__What the task requires__: Please make an exact transcription of the records, keeping the pictures out of it.

(Region pointing data)
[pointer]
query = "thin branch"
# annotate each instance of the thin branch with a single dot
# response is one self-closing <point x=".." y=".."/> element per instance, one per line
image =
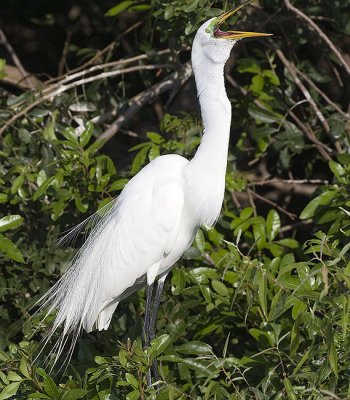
<point x="98" y="67"/>
<point x="321" y="147"/>
<point x="98" y="54"/>
<point x="322" y="35"/>
<point x="322" y="94"/>
<point x="293" y="71"/>
<point x="146" y="97"/>
<point x="63" y="88"/>
<point x="289" y="181"/>
<point x="273" y="204"/>
<point x="15" y="59"/>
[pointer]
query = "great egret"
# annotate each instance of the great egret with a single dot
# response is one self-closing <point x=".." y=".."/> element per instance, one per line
<point x="157" y="215"/>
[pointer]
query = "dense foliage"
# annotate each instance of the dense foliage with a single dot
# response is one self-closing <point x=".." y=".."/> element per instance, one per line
<point x="257" y="308"/>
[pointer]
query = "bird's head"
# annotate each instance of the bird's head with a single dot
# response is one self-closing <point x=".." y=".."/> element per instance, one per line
<point x="216" y="43"/>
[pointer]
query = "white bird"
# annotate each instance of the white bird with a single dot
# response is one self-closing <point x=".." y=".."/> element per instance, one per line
<point x="157" y="215"/>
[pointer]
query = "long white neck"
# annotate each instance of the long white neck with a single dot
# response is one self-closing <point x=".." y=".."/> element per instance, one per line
<point x="208" y="167"/>
<point x="216" y="113"/>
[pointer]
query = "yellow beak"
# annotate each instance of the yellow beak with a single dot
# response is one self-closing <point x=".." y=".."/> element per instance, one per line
<point x="234" y="34"/>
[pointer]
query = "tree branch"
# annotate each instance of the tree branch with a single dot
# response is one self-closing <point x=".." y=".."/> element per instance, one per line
<point x="293" y="71"/>
<point x="322" y="35"/>
<point x="145" y="97"/>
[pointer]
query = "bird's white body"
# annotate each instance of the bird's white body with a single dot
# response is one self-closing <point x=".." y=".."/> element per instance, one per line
<point x="158" y="213"/>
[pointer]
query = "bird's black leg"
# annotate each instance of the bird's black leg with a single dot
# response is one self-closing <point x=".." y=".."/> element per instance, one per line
<point x="146" y="326"/>
<point x="153" y="321"/>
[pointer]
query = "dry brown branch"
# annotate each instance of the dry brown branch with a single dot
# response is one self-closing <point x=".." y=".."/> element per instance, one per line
<point x="63" y="88"/>
<point x="96" y="56"/>
<point x="15" y="59"/>
<point x="322" y="35"/>
<point x="72" y="76"/>
<point x="273" y="204"/>
<point x="321" y="147"/>
<point x="146" y="97"/>
<point x="293" y="71"/>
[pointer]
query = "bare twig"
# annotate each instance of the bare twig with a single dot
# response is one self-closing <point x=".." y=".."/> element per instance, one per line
<point x="98" y="54"/>
<point x="290" y="227"/>
<point x="289" y="181"/>
<point x="273" y="204"/>
<point x="293" y="71"/>
<point x="322" y="35"/>
<point x="146" y="97"/>
<point x="72" y="76"/>
<point x="15" y="59"/>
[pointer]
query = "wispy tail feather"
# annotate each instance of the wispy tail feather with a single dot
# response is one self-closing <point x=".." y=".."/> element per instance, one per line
<point x="77" y="295"/>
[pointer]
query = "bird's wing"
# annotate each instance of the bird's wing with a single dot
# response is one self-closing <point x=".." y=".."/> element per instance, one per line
<point x="136" y="233"/>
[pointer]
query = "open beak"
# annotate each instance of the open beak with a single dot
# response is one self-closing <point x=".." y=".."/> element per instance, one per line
<point x="234" y="34"/>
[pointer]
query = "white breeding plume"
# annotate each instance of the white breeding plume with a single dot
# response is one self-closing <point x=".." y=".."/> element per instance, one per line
<point x="158" y="213"/>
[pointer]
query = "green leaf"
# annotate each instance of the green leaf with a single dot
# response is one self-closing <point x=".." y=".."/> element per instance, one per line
<point x="321" y="200"/>
<point x="49" y="385"/>
<point x="86" y="135"/>
<point x="134" y="395"/>
<point x="119" y="8"/>
<point x="13" y="377"/>
<point x="289" y="389"/>
<point x="338" y="171"/>
<point x="118" y="185"/>
<point x="132" y="380"/>
<point x="257" y="84"/>
<point x="195" y="347"/>
<point x="37" y="395"/>
<point x="331" y="349"/>
<point x="42" y="188"/>
<point x="9" y="390"/>
<point x="263" y="293"/>
<point x="23" y="367"/>
<point x="288" y="242"/>
<point x="17" y="183"/>
<point x="10" y="222"/>
<point x="70" y="134"/>
<point x="139" y="160"/>
<point x="154" y="152"/>
<point x="298" y="308"/>
<point x="248" y="65"/>
<point x="10" y="249"/>
<point x="74" y="394"/>
<point x="273" y="224"/>
<point x="200" y="240"/>
<point x="178" y="281"/>
<point x="159" y="344"/>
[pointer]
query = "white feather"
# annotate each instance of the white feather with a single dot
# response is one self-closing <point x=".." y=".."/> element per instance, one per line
<point x="156" y="216"/>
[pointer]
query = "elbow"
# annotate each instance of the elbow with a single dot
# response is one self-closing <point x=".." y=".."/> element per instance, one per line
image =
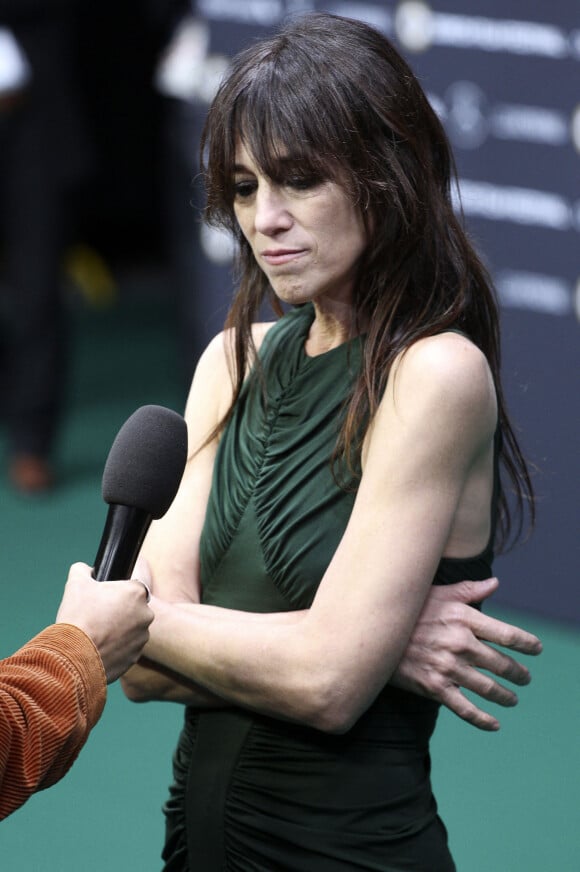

__Written solution__:
[pointer]
query = "thin branch"
# annotate each instance of the thin branch with a single dot
# response is one self-closing <point x=".." y=".."/> element per instance, one per line
image =
<point x="98" y="67"/>
<point x="321" y="147"/>
<point x="98" y="54"/>
<point x="322" y="35"/>
<point x="322" y="94"/>
<point x="293" y="71"/>
<point x="146" y="97"/>
<point x="63" y="88"/>
<point x="289" y="181"/>
<point x="273" y="204"/>
<point x="15" y="59"/>
[pointer]
query = "great egret"
# annotate each instance of the great egret with a single dot
# response is one self-closing <point x=".." y=".."/> element per instance, one per line
<point x="157" y="215"/>
[pointer]
query = "dense foliage"
# annotate each instance of the dense foliage with a single dot
# response is one self-closing <point x=".." y=".."/> element per instance, one per line
<point x="257" y="308"/>
[pointer]
query = "bird's head"
# annotate each instance of the bird's head with a single dot
# response is one self-closing <point x=".." y=".."/> element per instance, one per line
<point x="216" y="43"/>
[pointer]
query = "white bird"
# annotate each instance of the white bird with a single dot
# response is one self-closing <point x=".." y=".."/> element per instance, one per line
<point x="157" y="215"/>
[pointer]
query = "long white neck"
# annotate each instance of the long white neck with a single dot
# response is one self-closing <point x=".." y=".."/> element per instance, one per line
<point x="208" y="167"/>
<point x="216" y="113"/>
[pointer]
query = "yellow beak"
# annotate each instance of the yellow beak with a single dot
# response is one self-closing <point x=".." y=".."/> element per instance, one per line
<point x="234" y="34"/>
[pointer]
query = "tree branch"
# annotate each instance of the tree branch with a single dot
# response is one self-closing <point x=".." y=".."/> element per instance, one per line
<point x="293" y="71"/>
<point x="322" y="35"/>
<point x="145" y="97"/>
[pointer]
query = "bird's white body"
# annotate each instance of the bird's white body with a single dot
# response is one self-closing <point x=".." y=".."/> element per instance, one per line
<point x="158" y="213"/>
[pointer]
query = "bird's black leg"
# annotate each instance of the bird's black leg with a single dot
# response is one self-closing <point x=".." y=".."/> element per instance, one per line
<point x="146" y="326"/>
<point x="153" y="321"/>
[pointer]
query = "dry brown branch"
# annotate each instance of the dry brown branch with a single dot
# response is one self-closing <point x=".." y=".."/> element per instance, one per line
<point x="63" y="88"/>
<point x="96" y="56"/>
<point x="15" y="59"/>
<point x="322" y="35"/>
<point x="72" y="76"/>
<point x="273" y="204"/>
<point x="321" y="147"/>
<point x="146" y="97"/>
<point x="293" y="71"/>
[pointer]
query = "bare twig"
# annotate each instance of the bare twig with a single dot
# response is one self-closing <point x=".." y=".."/> element per instance, one per line
<point x="98" y="54"/>
<point x="290" y="227"/>
<point x="289" y="181"/>
<point x="273" y="204"/>
<point x="293" y="71"/>
<point x="322" y="35"/>
<point x="146" y="97"/>
<point x="72" y="76"/>
<point x="15" y="59"/>
[pointer]
query = "wispy tail feather"
# annotate each instance of the wispy tail feather with a single dot
# response is one self-closing <point x=".." y=".."/> element per instance, one per line
<point x="77" y="295"/>
[pointer]
query = "bird's wing"
# annotate each instance of the bird's wing with a single dot
# response is one self-closing <point x=".." y=".."/> element per instance, one per line
<point x="136" y="233"/>
[pointer]
query = "open beak"
# annotate each instance of the open beak with a single dot
# response is one self-closing <point x=".." y=".."/> element per instance, one per line
<point x="234" y="34"/>
[pointer]
query = "white breeding plume"
# annotate each instance of the white breeding plume with a single dot
# response is one self-closing <point x=".." y=".."/> element per instance, one per line
<point x="158" y="213"/>
[pointer]
query = "green leaf"
# annotate each instance of the green leaf with a single dot
# response is one self-closing <point x=".." y=".."/> element per instance, one per line
<point x="321" y="200"/>
<point x="49" y="385"/>
<point x="86" y="135"/>
<point x="134" y="395"/>
<point x="119" y="8"/>
<point x="13" y="377"/>
<point x="289" y="389"/>
<point x="338" y="171"/>
<point x="118" y="185"/>
<point x="132" y="380"/>
<point x="257" y="84"/>
<point x="195" y="347"/>
<point x="37" y="395"/>
<point x="331" y="349"/>
<point x="42" y="188"/>
<point x="9" y="390"/>
<point x="263" y="293"/>
<point x="23" y="367"/>
<point x="288" y="242"/>
<point x="17" y="183"/>
<point x="10" y="222"/>
<point x="70" y="134"/>
<point x="139" y="160"/>
<point x="154" y="152"/>
<point x="298" y="308"/>
<point x="248" y="65"/>
<point x="10" y="249"/>
<point x="74" y="394"/>
<point x="273" y="224"/>
<point x="200" y="240"/>
<point x="178" y="281"/>
<point x="159" y="344"/>
[pointer]
query = "white feather"
# annotate each instance of the white feather with a single dot
# response is one self-closing <point x=".." y=".."/> element per instance, one per line
<point x="156" y="216"/>
[pointer]
query = "elbow"
# annotate each instance of the elbow with a single dot
# response is one self-closing <point x=".." y=".."/> element per instance, one per line
image =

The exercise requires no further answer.